* PAGE TEXT:
%%
Studio album by the Blue Nile
- Released: 30 April 1984
- Recorded: 1981–1983
- Studios: Castlesound Studios, Pencaitland, East Lothian, Scotland
- Genres: Sophisti-pop; synth-pop; ambient; blue-eyed soul;
- Length: 37:47
- Labels: Linn, A&M
- Producers: Paul Buchanan and Robert Bell

The Blue Nile chronology
|  | A Walk Across the Rooftops (1984) | Hats (1989) |

Singles from A Walk Across the Rooftops
- "Stay" Released: 13 April 1984 (reissued: 29 October 1984); "Tinseltown in the Rain" Released: 20 August 1984;

= A Walk Across the Rooftops =

A Walk Across the Rooftops is the debut album by Scottish band The Blue Nile, released on 30 April 1984 on Linn Records in the UK and on A&M Records in the US. Although the album was released to little fanfare and was not a big hit on its initial release, it slowly accumulated fans and sales through word of mouth as the years passed, and by the time the follow-up Hats was released in 1989, A Walk Across the Rooftops had sold 80,000 copies.

It continued to gather praise when reissued in 2012, and in 2015, was certified Silver by the British Phonographic Industry (BPI) in the United Kingdom, indicating sales in excess of 60,000 copies.
%%
* SUPPLIED ENTRIES:
%%
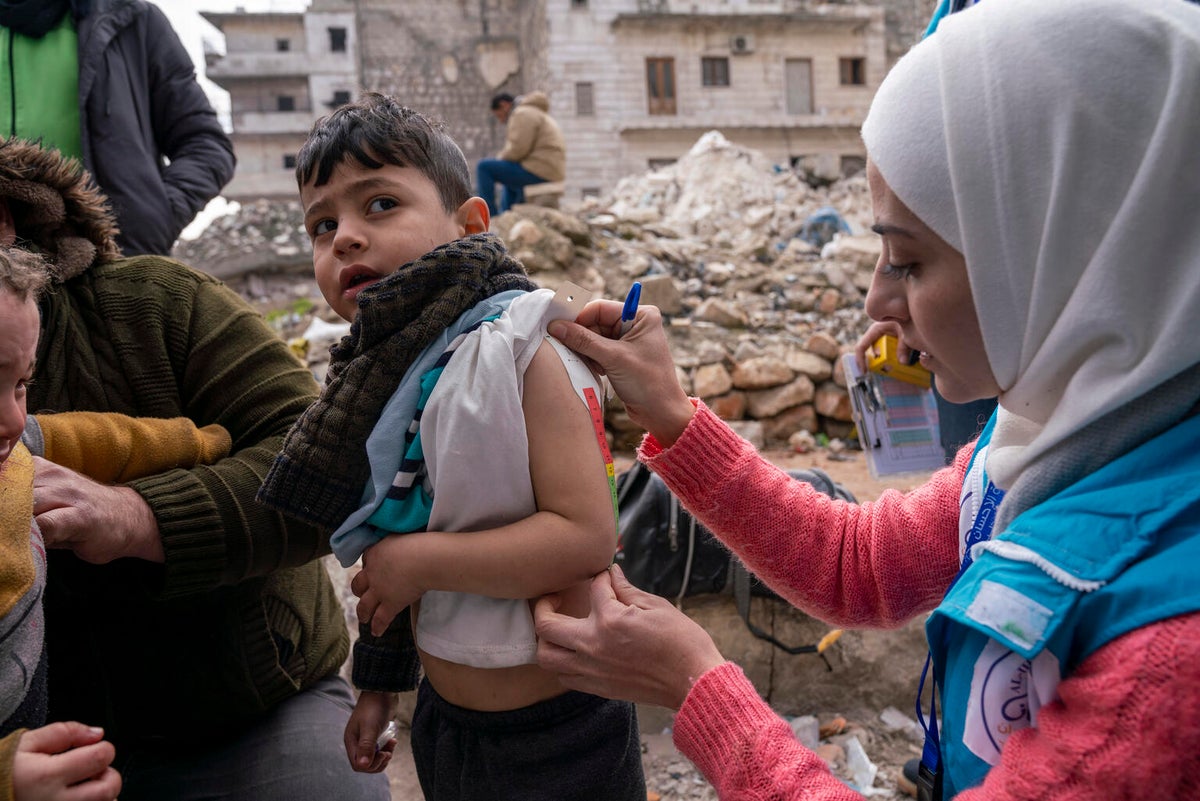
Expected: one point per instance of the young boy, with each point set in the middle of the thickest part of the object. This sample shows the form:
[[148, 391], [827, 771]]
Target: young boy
[[61, 759], [485, 474]]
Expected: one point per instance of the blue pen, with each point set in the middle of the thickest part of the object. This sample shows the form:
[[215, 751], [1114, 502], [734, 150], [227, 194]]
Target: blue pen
[[630, 311]]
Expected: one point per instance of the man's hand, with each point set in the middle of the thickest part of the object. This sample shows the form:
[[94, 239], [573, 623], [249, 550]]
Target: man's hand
[[634, 645], [385, 584], [99, 523], [370, 717], [65, 762]]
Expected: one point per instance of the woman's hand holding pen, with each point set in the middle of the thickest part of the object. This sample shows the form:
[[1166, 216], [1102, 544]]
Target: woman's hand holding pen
[[639, 365]]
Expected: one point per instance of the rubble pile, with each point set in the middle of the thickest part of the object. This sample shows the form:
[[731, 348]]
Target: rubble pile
[[259, 236], [759, 309], [757, 314]]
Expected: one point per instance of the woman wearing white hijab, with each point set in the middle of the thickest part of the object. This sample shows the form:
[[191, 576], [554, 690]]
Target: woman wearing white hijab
[[1035, 170]]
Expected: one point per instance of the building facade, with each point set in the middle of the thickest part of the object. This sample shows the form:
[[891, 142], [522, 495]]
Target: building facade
[[636, 82], [633, 83], [282, 71]]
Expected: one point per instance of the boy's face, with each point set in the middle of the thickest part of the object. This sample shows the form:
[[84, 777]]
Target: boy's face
[[18, 347], [366, 223]]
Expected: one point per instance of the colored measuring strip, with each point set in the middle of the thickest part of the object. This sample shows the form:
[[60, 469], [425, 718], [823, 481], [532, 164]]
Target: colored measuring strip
%%
* REQUIREMENTS:
**1.** Using the page about the Blue Nile album, decide whether each statement agrees with it: (a) the album was recorded at Castlesound Studios in Pencaitland, (b) the album came out on A&M Records in the UK, and (c) by the time Hats came out, the album had sold 80,000 copies. Answer yes or no for each, and quote the words that decide it.
**2.** Copy word for word the section of the page about the Blue Nile album from "A Walk Across the Rooftops is" to "of 60,000 copies.".

* SOLUTIONS TO EACH TASK:
**1.**
(a) Yes: "Studios: Castlesound Studios, Pencaitland, East Lothian, Scotland"
(b) No: "on Linn Records in the UK and on A&M Records in the US"
(c) Yes: "by the time the follow-up Hats was released in 1989, A Walk Across the Rooftops had sold 80,000 copies"

**2.**
A Walk Across the Rooftops is the debut album by Scottish band The Blue Nile, released on 30 April 1984 on Linn Records in the UK and on A&M Records in the US. Although the album was released to little fanfare and was not a big hit on its initial release, it slowly accumulated fans and sales through word of mouth as the years passed, and by the time the follow-up Hats was released in 1989, A Walk Across the Rooftops had sold 80,000 copies.

It continued to gather praise when reissued in 2012, and in 2015, was certified Silver by the British Phonographic Industry (BPI) in the United Kingdom, indicating sales in excess of 60,000 copies.